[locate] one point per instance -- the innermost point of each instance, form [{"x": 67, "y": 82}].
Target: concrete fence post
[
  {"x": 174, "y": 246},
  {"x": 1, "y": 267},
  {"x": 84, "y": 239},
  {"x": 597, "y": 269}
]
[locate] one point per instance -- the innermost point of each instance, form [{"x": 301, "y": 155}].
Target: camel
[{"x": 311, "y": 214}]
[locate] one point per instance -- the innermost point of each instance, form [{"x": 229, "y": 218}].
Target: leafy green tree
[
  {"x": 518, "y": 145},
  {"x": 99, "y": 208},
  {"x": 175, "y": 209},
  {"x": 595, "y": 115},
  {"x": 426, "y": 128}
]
□ □ □
Please set down each line of the records exactly as given.

[locate] one point per instance -- the innermost point of each instance, form [{"x": 67, "y": 82}].
Target: concrete fence post
[
  {"x": 174, "y": 246},
  {"x": 1, "y": 267},
  {"x": 84, "y": 239},
  {"x": 597, "y": 269}
]
[locate] one point per instance -- the innermost point of each instance, form [{"x": 301, "y": 155}].
Target: camel
[{"x": 311, "y": 214}]
[locate] one point per instance -- the innermost point of each instance, form [{"x": 229, "y": 218}].
Target: leafy green tree
[
  {"x": 518, "y": 145},
  {"x": 99, "y": 208},
  {"x": 175, "y": 209},
  {"x": 595, "y": 115},
  {"x": 426, "y": 128}
]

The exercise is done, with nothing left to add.